— start Source —

During the last decade, many schools have begun to emphasize formative assessment. As teachers work to develop short-cycle or common assessments and engage in data-driven decision making, they typically remain in the central decision-making role. This approach reflects the underlying assumption that teachers control learning. Although teachers must create the conditions for learning, however, students ultimately decide whether they feel capable of learning and whether they will do the work. Therefore, students are equally important users of formative assessment information. The research tells us why.
In their 1998 synthesis of research, Black and Wiliam reported that formative assessment produced significant learning gains, with effect sizes between 0.4 and 0.7. They noted, however, that in schools achieving these gains, students were the primary users of formative assessment information. In such schools,
Sadler (1989) had previously reported similar findings. In describing the role of formative assessment in developing expertise, he identified three conditions required for students to improve:
The student comes to hold a concept of quality roughly similar to that held by the teacher, is able to monitor continuously the quality of what is being produced during the act of production itself, and has a repertoire of alternative moves or strategies from which to draw at any given point. (p. 121)
This research on effective formative assessment suggests that students should be able to answer three basic questions: Where am I going? Where am I now? and How can I close the gap? (adapted from Atkin, Black, & Coffey, 2001). The seven strategies described in the following sections can help ensure systematic student involvement in the formative assessment process (Stiggins, Arter, Chappuis, & Chappuis, 2004).
Students need to know what learning targets they are responsible for mastering, and at what level. Marzano (2005) asserts that students who can identify what they are learning significantly outscore those who cannot.

— end Source —
— start Supplied information —

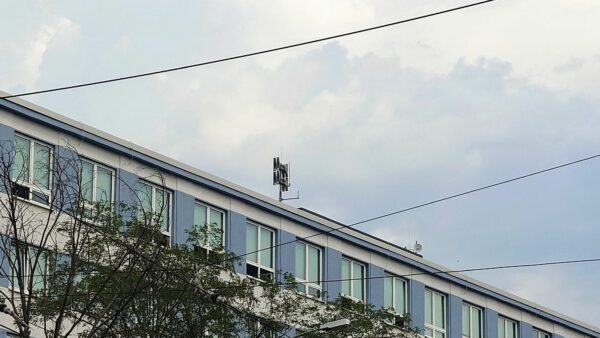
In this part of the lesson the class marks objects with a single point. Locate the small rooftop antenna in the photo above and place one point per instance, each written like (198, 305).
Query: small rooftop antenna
(417, 247)
(281, 177)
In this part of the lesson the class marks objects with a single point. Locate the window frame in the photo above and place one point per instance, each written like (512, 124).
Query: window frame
(436, 329)
(29, 184)
(306, 284)
(223, 225)
(258, 264)
(537, 333)
(95, 166)
(393, 309)
(351, 280)
(473, 308)
(506, 322)
(156, 187)
(26, 261)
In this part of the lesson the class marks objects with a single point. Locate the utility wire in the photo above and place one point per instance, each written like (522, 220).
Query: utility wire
(420, 205)
(240, 56)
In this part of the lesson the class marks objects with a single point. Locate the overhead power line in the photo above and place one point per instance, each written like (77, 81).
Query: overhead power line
(422, 205)
(240, 56)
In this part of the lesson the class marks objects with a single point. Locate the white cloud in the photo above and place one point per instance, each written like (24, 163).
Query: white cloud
(28, 58)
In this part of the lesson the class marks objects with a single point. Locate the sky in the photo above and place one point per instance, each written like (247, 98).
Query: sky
(371, 123)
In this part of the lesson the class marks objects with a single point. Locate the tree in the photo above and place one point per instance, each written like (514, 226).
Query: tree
(79, 263)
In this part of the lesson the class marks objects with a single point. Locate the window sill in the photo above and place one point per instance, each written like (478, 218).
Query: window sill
(37, 204)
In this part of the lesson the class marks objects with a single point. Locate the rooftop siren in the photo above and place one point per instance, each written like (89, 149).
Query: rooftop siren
(281, 177)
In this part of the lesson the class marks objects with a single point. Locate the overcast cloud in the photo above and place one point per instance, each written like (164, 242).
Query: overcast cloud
(371, 123)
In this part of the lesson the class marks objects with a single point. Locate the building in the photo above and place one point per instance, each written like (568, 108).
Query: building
(444, 304)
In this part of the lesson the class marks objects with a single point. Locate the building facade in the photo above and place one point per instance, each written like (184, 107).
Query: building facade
(443, 304)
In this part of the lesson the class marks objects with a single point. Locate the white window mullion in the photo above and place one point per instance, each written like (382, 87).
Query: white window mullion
(94, 181)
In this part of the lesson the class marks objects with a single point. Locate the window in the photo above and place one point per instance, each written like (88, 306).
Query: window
(353, 279)
(260, 264)
(30, 170)
(308, 269)
(155, 204)
(435, 314)
(24, 265)
(259, 330)
(97, 183)
(472, 321)
(394, 293)
(210, 225)
(507, 328)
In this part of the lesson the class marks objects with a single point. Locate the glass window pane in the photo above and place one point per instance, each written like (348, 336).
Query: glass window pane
(466, 324)
(266, 242)
(400, 302)
(162, 209)
(40, 271)
(387, 291)
(216, 219)
(87, 178)
(439, 311)
(216, 231)
(511, 330)
(166, 213)
(358, 281)
(20, 165)
(41, 166)
(314, 263)
(301, 261)
(345, 277)
(428, 307)
(200, 212)
(145, 197)
(103, 185)
(476, 323)
(252, 242)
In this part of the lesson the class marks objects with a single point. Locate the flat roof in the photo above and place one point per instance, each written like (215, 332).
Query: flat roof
(321, 223)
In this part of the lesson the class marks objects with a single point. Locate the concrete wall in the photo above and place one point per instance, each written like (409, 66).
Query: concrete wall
(240, 209)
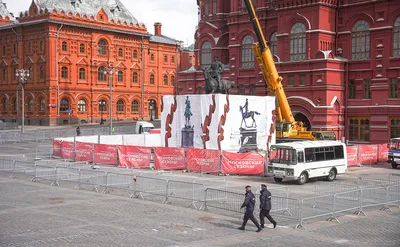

— end Supplied information —

**Set tasks**
**A)** Reproduce the passage on formative assessment in full, word for word.
**B)** Copy everything in the listing from the line containing "like (348, 336)." down to the end of the listing, both ends included. Leave the pictures out.

**Answers to the problems**
**A)**
During the last decade, many schools have begun to emphasize formative assessment. As teachers work to develop short-cycle or common assessments and engage in data-driven decision making, they typically remain in the central decision-making role. This approach reflects the underlying assumption that teachers control learning. Although teachers must create the conditions for learning, however, students ultimately decide whether they feel capable of learning and whether they will do the work. Therefore, students are equally important users of formative assessment information. The research tells us why.
In their 1998 synthesis of research, Black and Wiliam reported that formative assessment produced significant learning gains, with effect sizes between 0.4 and 0.7. They noted, however, that in schools achieving these gains, students were the primary users of formative assessment information. In such schools,
Sadler (1989) had previously reported similar findings. In describing the role of formative assessment in developing expertise, he identified three conditions required for students to improve:
The student comes to hold a concept of quality roughly similar to that held by the teacher, is able to monitor continuously the quality of what is being produced during the act of production itself, and has a repertoire of alternative moves or strategies from which to draw at any given point. (p. 121)
This research on effective formative assessment suggests that students should be able to answer three basic questions: Where am I going? Where am I now? and How can I close the gap? (adapted from Atkin, Black, & Coffey, 2001). The seven strategies described in the following sections can help ensure systematic student involvement in the formative assessment process (Stiggins, Arter, Chappuis, & Chappuis, 2004).
Students need to know what learning targets they are responsible for mastering, and at what level. Marzano (2005) asserts that students who can identify what they are learning significantly outscore those who cannot.

**B)**
In this part of the lesson the class marks objects with a single point. Locate the glass window pane in the photo above and place one point per instance, each written like (348, 336).
Query: glass window pane
(466, 324)
(266, 242)
(400, 302)
(162, 209)
(40, 271)
(387, 291)
(216, 219)
(87, 178)
(439, 311)
(216, 231)
(511, 330)
(166, 213)
(358, 281)
(20, 165)
(41, 166)
(314, 263)
(301, 261)
(345, 277)
(428, 307)
(200, 212)
(145, 197)
(103, 185)
(476, 323)
(252, 242)
In this part of the lesson the class marks objects with a single point. Locate the flat roof in the photo above and place one point per instance, each written like (215, 332).
Query: flat roof
(321, 223)
In this part of the lesson the class marks objects with a single point. Locate the concrete wall in the photo above and place one point per instance, each written like (409, 66).
Query: concrete wall
(240, 209)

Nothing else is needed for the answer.